#### WAT WORDT GEVRAAGD:
Binnen welke termijn moet volgens de tekst over de schenkingsvrijstelling voor de eigen woning het geschonken bedrag worden besteed?

#### TE LEZEN FRAGMENT:
============
Sinds 2017 is de verhoogde schenkingsvrijstelling ten behoeve van de eigen woning niet langer beperkt tot schenkingen van ouders aan hun kinderen. Mensen tussen 18 en 40 jaar mogen van iedereen eenmalig een schenking van maximaal € 102.010 (bedrag 2019) vrij van schenkbelasting ontvangen. Het geschonken bedrag moet binnen twee jaar na het jaar van de schenking worden benut voor de bouw of verwerving van een eigen woning, de aflossing van de eigenwoningschuld, de verbetering of het onderhoud van de eigen woning of voor de aflossing van een restschuld. In 2020 wordt de regeling geëvalueerd. Daarbij zal onderzocht worden of zich ongewenste constructies voordoen. Een mogelijke ongewenste constructie is de kruislingse schenking. Die constructie wordt toegepast wanneer voor een schenking van ouders aan hun kind al een beroep is gedaan op de eenmalig verhoogde vrijstelling. Om een volgende schenking toch belastingvrij te kunnen doen, schenkt ouderpaar 1 aan het kind van ouderpaar 2 en andersom.
============
#### GEGEVEN INFORMATIE:
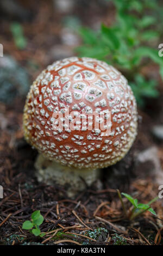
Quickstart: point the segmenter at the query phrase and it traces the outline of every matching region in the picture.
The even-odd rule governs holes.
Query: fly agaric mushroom
[[[103,118],[90,115],[99,112]],[[56,114],[62,116],[57,119]],[[74,129],[70,128],[77,117]],[[109,133],[92,126],[95,120],[108,119],[103,127],[110,129]],[[59,121],[62,129],[57,126]],[[24,109],[25,138],[40,153],[35,163],[39,180],[71,184],[70,196],[83,189],[81,177],[90,185],[101,168],[125,156],[137,126],[136,101],[127,80],[112,66],[90,58],[71,57],[48,66],[32,84]]]

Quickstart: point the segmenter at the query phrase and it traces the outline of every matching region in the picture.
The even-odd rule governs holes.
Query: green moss
[[[113,245],[126,245],[126,240],[116,234],[112,238],[114,242]]]
[[[97,228],[93,231],[86,231],[86,235],[90,238],[98,240],[100,235],[105,236],[106,237],[107,233],[108,231],[104,228]]]
[[[15,243],[20,243],[22,241],[24,240],[24,237],[20,236],[20,235],[17,235],[14,234],[14,235],[11,235],[8,237],[5,237],[4,239],[7,243],[9,245],[12,245],[14,241],[15,241]]]
[[[62,231],[58,231],[55,236],[53,237],[52,240],[59,240],[61,239],[65,239],[65,233],[64,232],[62,232]],[[68,234],[68,235],[72,236],[72,238],[76,237],[77,236],[76,235],[73,235],[72,234]]]

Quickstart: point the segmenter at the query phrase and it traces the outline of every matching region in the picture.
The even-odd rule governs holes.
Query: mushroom
[[[39,181],[67,184],[69,196],[126,155],[137,126],[136,103],[127,80],[90,58],[48,66],[31,86],[24,109],[24,137],[39,153]]]

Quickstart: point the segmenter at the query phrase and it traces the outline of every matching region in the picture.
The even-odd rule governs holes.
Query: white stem
[[[69,197],[74,197],[78,192],[84,190],[86,184],[90,186],[100,175],[99,169],[68,167],[49,161],[41,154],[36,159],[35,167],[39,182],[51,185],[55,185],[55,184],[67,185],[67,194]]]

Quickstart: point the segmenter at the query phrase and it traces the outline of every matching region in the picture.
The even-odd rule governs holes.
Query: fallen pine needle
[[[11,214],[9,214],[8,215],[8,216],[5,218],[5,219],[4,219],[4,221],[3,221],[3,222],[1,222],[1,223],[0,223],[0,227],[2,226],[2,225],[8,220],[8,218],[10,217],[11,215]]]
[[[115,229],[116,231],[118,231],[118,232],[120,232],[123,234],[125,234],[126,235],[127,234],[127,232],[126,231],[122,230],[122,229],[121,229],[120,228],[118,228],[118,227],[116,227],[115,225],[112,224],[111,222],[110,222],[110,221],[107,221],[106,220],[105,220],[104,218],[101,218],[100,217],[98,216],[95,216],[95,218],[97,220],[99,220],[99,221],[103,222],[105,223],[109,224],[111,227],[112,227],[114,229]]]
[[[158,245],[161,242],[161,231],[162,231],[162,229],[163,229],[163,227],[162,227],[162,228],[160,228],[160,229],[158,230],[156,235],[155,236],[155,237],[154,239],[154,242],[157,245]],[[159,236],[159,239],[158,242],[158,239]]]
[[[90,229],[92,231],[93,231],[93,230],[91,228],[89,228],[89,227],[88,227],[86,224],[84,223],[84,222],[83,222],[83,221],[79,218],[79,217],[77,215],[77,214],[76,214],[76,212],[75,212],[75,211],[73,210],[73,211],[72,211],[72,212],[73,213],[73,214],[74,215],[74,216],[77,218],[77,219],[85,226],[87,228],[88,228],[89,229]]]
[[[97,212],[98,212],[98,211],[99,211],[100,208],[101,208],[101,207],[103,206],[105,204],[109,204],[109,202],[108,201],[103,202],[101,204],[100,204],[100,205],[98,205],[98,206],[96,208],[96,209],[94,211],[93,216],[95,216],[95,215],[96,215]]]
[[[144,239],[144,240],[148,243],[148,245],[151,245],[148,239],[147,239],[145,237],[145,236],[141,232],[140,232],[140,231],[139,231],[137,229],[136,229],[136,228],[132,228],[131,229],[137,233],[137,234],[139,234]]]
[[[45,239],[45,240],[42,241],[42,242],[41,242],[42,244],[43,243],[46,243],[46,242],[47,242],[48,241],[50,240],[51,239],[52,239],[54,236],[55,236],[55,235],[57,234],[57,233],[58,233],[58,231],[61,230],[62,229],[61,228],[58,228],[57,229],[56,229],[56,230],[55,231],[54,233],[53,234],[53,235],[51,235],[49,237],[48,237],[46,239]]]
[[[54,243],[55,245],[57,245],[58,243],[64,243],[64,242],[73,243],[76,243],[76,245],[82,245],[80,243],[78,243],[78,242],[76,242],[76,241],[73,241],[73,240],[70,240],[68,239],[64,239],[62,240],[56,241],[56,242],[54,242]]]
[[[81,234],[77,234],[77,233],[73,233],[72,232],[65,232],[66,234],[72,234],[72,235],[78,235],[80,236],[82,236],[83,237],[87,238],[87,239],[89,239],[90,240],[94,241],[94,242],[97,242],[95,239],[93,239],[92,238],[89,237],[89,236],[86,236],[86,235],[81,235]]]

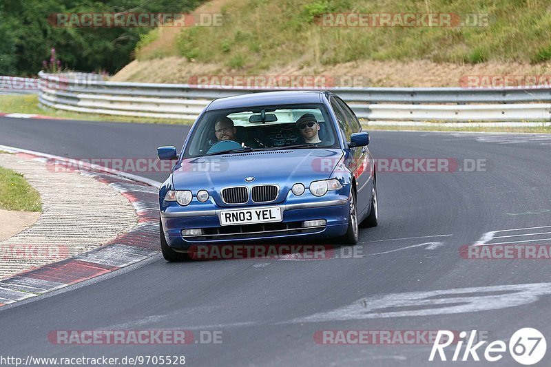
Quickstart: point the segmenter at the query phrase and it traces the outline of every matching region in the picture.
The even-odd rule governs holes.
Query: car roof
[[[320,103],[326,91],[300,90],[264,92],[241,94],[231,97],[215,99],[209,105],[207,111],[240,108],[247,107],[267,106],[273,105],[293,105],[298,103]]]

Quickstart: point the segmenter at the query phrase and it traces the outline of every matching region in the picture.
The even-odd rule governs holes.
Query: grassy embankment
[[[0,167],[0,209],[42,211],[37,190],[27,182],[23,175],[2,167]]]
[[[54,118],[68,118],[72,120],[90,120],[99,121],[112,121],[121,123],[184,124],[193,123],[188,120],[174,120],[169,118],[149,118],[142,117],[119,116],[96,114],[80,114],[70,111],[41,108],[38,105],[38,96],[36,94],[0,95],[0,112],[19,113],[48,116]]]

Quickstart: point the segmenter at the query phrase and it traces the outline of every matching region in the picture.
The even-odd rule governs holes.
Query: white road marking
[[[480,238],[480,240],[475,242],[472,246],[482,246],[486,244],[486,242],[492,240],[492,238],[494,238],[494,233],[495,233],[495,232],[496,231],[486,232],[482,235],[482,237]]]
[[[551,226],[539,226],[539,227],[528,227],[525,228],[514,228],[512,229],[500,229],[499,231],[490,231],[489,232],[486,232],[480,239],[475,242],[472,246],[484,246],[485,244],[510,244],[510,243],[517,243],[517,242],[534,242],[534,241],[546,241],[550,240],[550,238],[537,238],[535,240],[523,240],[523,241],[514,241],[510,242],[500,242],[500,243],[492,243],[488,244],[490,241],[495,238],[508,238],[510,237],[522,237],[522,236],[528,236],[528,235],[537,235],[541,234],[548,234],[550,232],[540,232],[536,233],[521,233],[521,234],[510,234],[510,235],[495,235],[496,233],[501,233],[503,232],[513,232],[513,231],[527,231],[529,229],[541,229],[542,228],[551,228]]]
[[[449,237],[452,235],[451,234],[449,235],[419,235],[417,237],[404,237],[402,238],[388,238],[386,240],[375,240],[375,241],[362,241],[358,243],[372,243],[372,242],[384,242],[386,241],[398,241],[401,240],[415,240],[417,238],[431,238],[433,237]]]
[[[517,307],[535,302],[542,297],[550,295],[551,283],[377,295],[362,298],[348,306],[294,319],[287,322],[320,322],[472,313]],[[404,309],[397,310],[398,308]],[[415,309],[408,309],[409,308]]]
[[[523,233],[520,235],[497,235],[494,238],[506,238],[509,237],[521,237],[523,235],[548,235],[551,232],[538,232],[537,233]]]
[[[376,252],[374,253],[366,253],[364,255],[360,255],[355,254],[353,251],[351,251],[349,252],[349,254],[345,256],[337,256],[335,258],[333,258],[329,260],[333,259],[363,259],[364,258],[367,258],[368,256],[375,256],[377,255],[384,255],[386,253],[391,253],[393,252],[396,251],[401,251],[403,250],[408,250],[409,249],[414,249],[415,247],[421,247],[422,246],[426,246],[425,247],[426,250],[434,250],[440,247],[441,246],[444,246],[444,242],[424,242],[420,243],[419,244],[413,244],[411,246],[406,246],[406,247],[400,247],[399,249],[395,249],[393,250],[388,250],[387,251],[382,251],[382,252]],[[351,247],[350,247],[351,249]],[[342,247],[341,249],[346,249],[346,247]],[[335,250],[336,251],[337,250]],[[310,261],[311,259],[302,259],[302,258],[297,258],[294,257],[282,257],[278,259],[280,261]]]
[[[536,240],[526,240],[523,241],[511,241],[509,242],[490,243],[489,244],[506,244],[510,243],[535,242],[536,241],[548,241],[549,240],[551,240],[551,238],[537,238]]]

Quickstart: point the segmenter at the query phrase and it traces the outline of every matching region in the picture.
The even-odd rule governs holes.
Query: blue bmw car
[[[159,190],[168,261],[192,246],[337,238],[355,244],[378,219],[369,135],[329,92],[274,92],[212,101]]]

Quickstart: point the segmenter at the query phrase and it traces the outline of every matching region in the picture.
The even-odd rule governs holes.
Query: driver
[[[297,120],[296,126],[306,144],[322,143],[320,139],[320,124],[312,114],[304,114]]]
[[[214,134],[218,141],[237,141],[236,133],[237,128],[233,125],[233,120],[227,116],[220,118],[214,124]]]

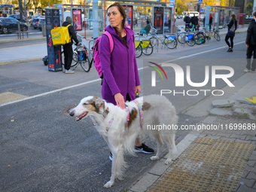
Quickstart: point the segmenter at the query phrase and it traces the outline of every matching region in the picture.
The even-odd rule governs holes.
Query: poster
[[[154,8],[154,28],[157,33],[163,34],[163,8]]]
[[[72,9],[73,26],[76,31],[82,30],[82,10]]]
[[[133,6],[125,5],[123,6],[126,14],[126,20],[125,25],[130,29],[133,29]]]

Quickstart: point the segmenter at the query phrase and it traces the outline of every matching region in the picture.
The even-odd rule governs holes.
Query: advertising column
[[[157,29],[157,33],[163,34],[163,8],[154,8],[154,28]]]
[[[46,38],[49,72],[62,71],[61,46],[53,46],[50,30],[59,26],[59,9],[45,8]]]
[[[133,6],[123,5],[126,14],[127,20],[125,21],[125,25],[133,29]]]

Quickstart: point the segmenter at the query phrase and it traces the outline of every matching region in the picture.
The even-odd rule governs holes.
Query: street
[[[197,124],[202,117],[183,112],[211,95],[211,92],[191,96],[174,96],[173,90],[221,90],[227,83],[217,79],[213,87],[212,66],[233,69],[234,75],[229,78],[230,82],[243,75],[246,62],[245,35],[245,32],[236,34],[233,53],[227,52],[228,47],[224,41],[224,36],[221,35],[221,41],[212,39],[192,47],[178,44],[177,49],[168,50],[160,47],[158,53],[154,50],[151,56],[142,55],[137,59],[142,90],[140,96],[160,94],[163,87],[168,87],[172,93],[164,96],[176,108],[178,125]],[[37,44],[44,44],[44,41],[16,45]],[[0,53],[1,49],[14,44],[15,43],[0,44]],[[161,85],[152,89],[150,76],[152,69],[147,68],[151,65],[148,62],[175,63],[182,68],[184,74],[186,66],[190,66],[191,81],[197,83],[204,81],[205,66],[209,66],[209,81],[203,88],[193,87],[185,78],[184,87],[177,88],[174,70],[164,67],[168,81],[162,81],[157,73],[157,84]],[[14,93],[23,98],[13,103],[0,103],[1,191],[123,191],[156,163],[150,160],[150,154],[126,155],[130,166],[124,180],[116,180],[110,189],[103,188],[111,176],[108,147],[90,118],[76,122],[65,110],[78,104],[85,96],[101,97],[100,79],[94,66],[88,73],[81,66],[75,72],[74,75],[50,72],[42,61],[0,66],[0,93]],[[188,133],[178,131],[176,141],[182,139]],[[147,136],[142,141],[157,149],[151,138]],[[162,155],[166,154],[164,151]]]

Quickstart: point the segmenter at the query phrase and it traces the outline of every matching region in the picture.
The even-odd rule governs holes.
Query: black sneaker
[[[141,146],[135,147],[134,151],[137,153],[153,154],[154,152],[153,148],[148,147],[144,143]]]
[[[113,160],[113,155],[111,152],[110,152],[109,159],[110,160]]]

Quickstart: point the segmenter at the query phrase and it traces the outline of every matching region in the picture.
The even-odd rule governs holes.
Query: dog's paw
[[[164,163],[166,165],[169,165],[169,163],[172,163],[172,159],[167,159],[166,162]]]
[[[159,160],[159,157],[152,156],[152,157],[151,157],[151,160]]]
[[[105,187],[105,188],[109,188],[113,185],[113,184],[114,184],[114,182],[109,181],[103,187]]]

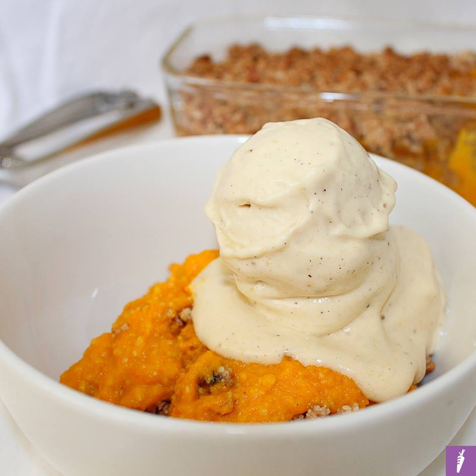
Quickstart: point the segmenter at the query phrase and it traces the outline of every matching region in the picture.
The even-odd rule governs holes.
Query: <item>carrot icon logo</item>
[[[463,464],[465,462],[465,457],[463,454],[465,452],[465,449],[463,448],[458,454],[458,458],[456,458],[456,473],[459,474],[463,468]]]

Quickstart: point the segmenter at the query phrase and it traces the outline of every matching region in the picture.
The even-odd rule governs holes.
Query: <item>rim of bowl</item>
[[[244,142],[249,135],[242,134],[191,136],[186,137],[148,142],[143,144],[127,145],[95,154],[75,162],[47,174],[29,184],[17,192],[0,205],[0,222],[4,211],[13,208],[15,204],[36,190],[52,181],[60,179],[64,175],[74,173],[76,169],[87,167],[93,164],[114,160],[118,154],[136,152],[138,150],[154,150],[164,145],[178,142],[214,142],[220,141],[235,143],[237,145]],[[427,176],[406,165],[374,154],[370,154],[378,162],[392,163],[398,167],[408,169],[411,173],[419,176],[420,179],[433,182],[433,186],[440,189],[441,193],[447,198],[459,202],[459,207],[466,209],[468,213],[476,220],[476,208],[456,192]],[[341,415],[333,415],[332,418],[316,418],[298,424],[289,422],[277,423],[231,423],[202,421],[178,418],[169,418],[160,416],[151,416],[145,412],[132,410],[110,404],[86,395],[64,385],[32,365],[27,363],[10,349],[0,338],[0,360],[10,370],[34,384],[40,391],[48,393],[52,398],[60,400],[62,404],[69,405],[71,411],[86,413],[104,420],[112,421],[128,426],[139,426],[147,430],[166,430],[171,434],[182,432],[186,430],[188,434],[199,434],[202,437],[218,435],[265,435],[267,437],[281,438],[293,435],[305,435],[315,434],[316,431],[326,432],[340,431],[355,425],[364,424],[374,419],[383,418],[390,414],[403,412],[412,407],[416,407],[432,395],[450,388],[453,383],[464,377],[471,371],[476,371],[476,351],[474,351],[461,362],[441,375],[419,387],[416,391],[402,395],[391,400],[371,405],[365,411],[350,412]]]

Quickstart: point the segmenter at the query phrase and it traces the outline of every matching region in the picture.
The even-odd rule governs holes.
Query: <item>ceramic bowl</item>
[[[245,139],[109,152],[37,180],[0,208],[0,394],[65,476],[414,476],[476,403],[476,210],[376,157],[399,185],[391,221],[428,240],[448,293],[436,370],[417,390],[351,414],[245,425],[141,413],[58,382],[169,263],[216,246],[204,205]]]

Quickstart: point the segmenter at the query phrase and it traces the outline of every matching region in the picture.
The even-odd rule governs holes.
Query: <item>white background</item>
[[[184,27],[250,13],[476,24],[474,0],[0,0],[0,137],[85,90],[163,100],[159,59]]]
[[[88,90],[129,87],[164,105],[159,60],[178,33],[205,17],[252,13],[476,26],[474,0],[0,0],[0,138],[59,101]],[[166,117],[159,125],[130,140],[170,136],[164,109]],[[117,143],[110,141],[108,146]],[[0,184],[0,202],[12,192]],[[476,412],[453,444],[476,444]],[[0,475],[58,474],[28,442],[0,401]],[[444,454],[423,474],[442,476]]]

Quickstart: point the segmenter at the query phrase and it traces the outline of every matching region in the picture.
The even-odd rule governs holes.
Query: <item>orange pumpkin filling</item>
[[[353,380],[329,368],[288,357],[245,363],[208,350],[190,320],[188,286],[218,256],[205,251],[172,265],[169,279],[127,304],[60,381],[129,408],[214,421],[288,421],[368,405]]]

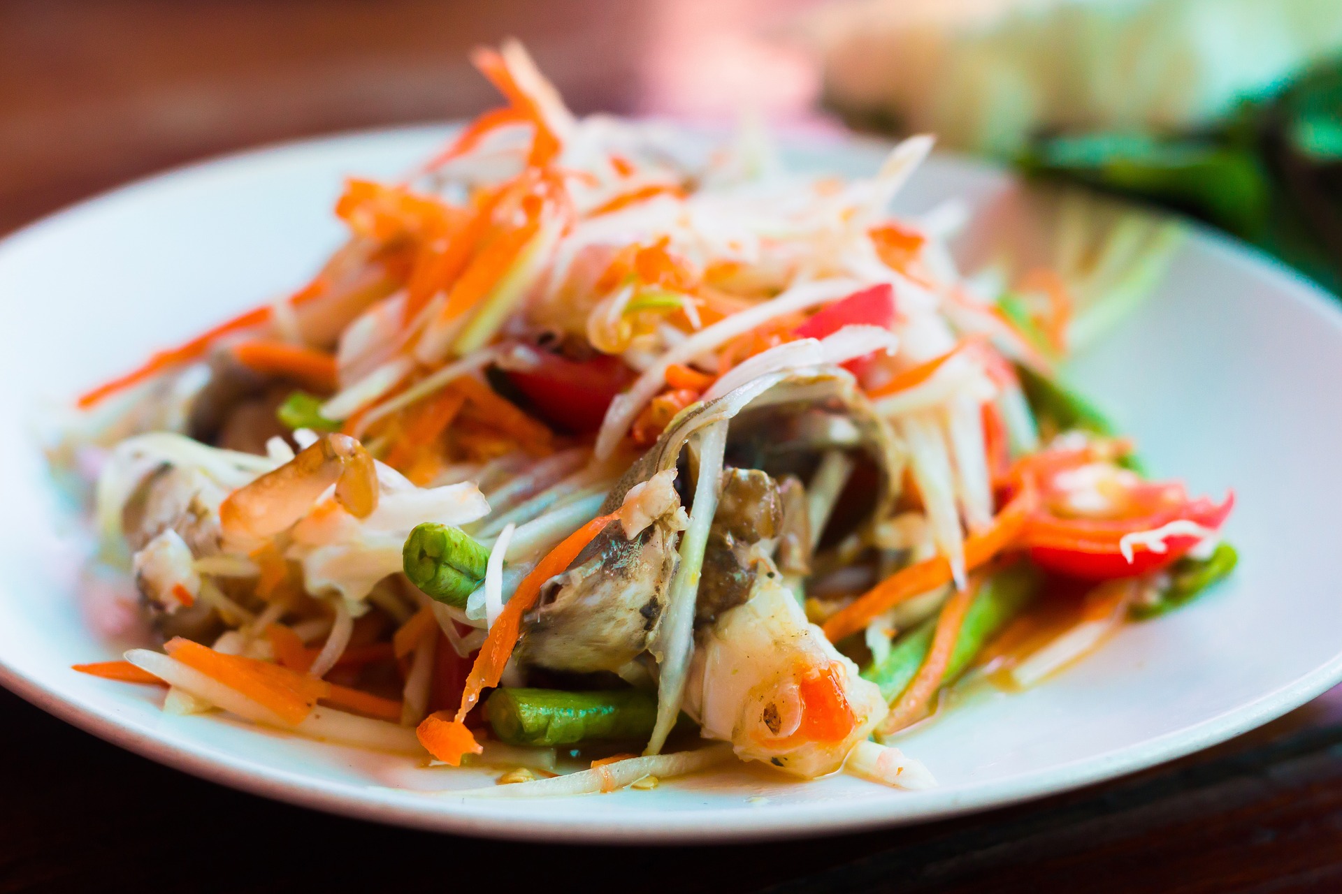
============
#### ANTWOORD OP OPDRACHT:
Binnen twee jaar na het jaar van de schenking.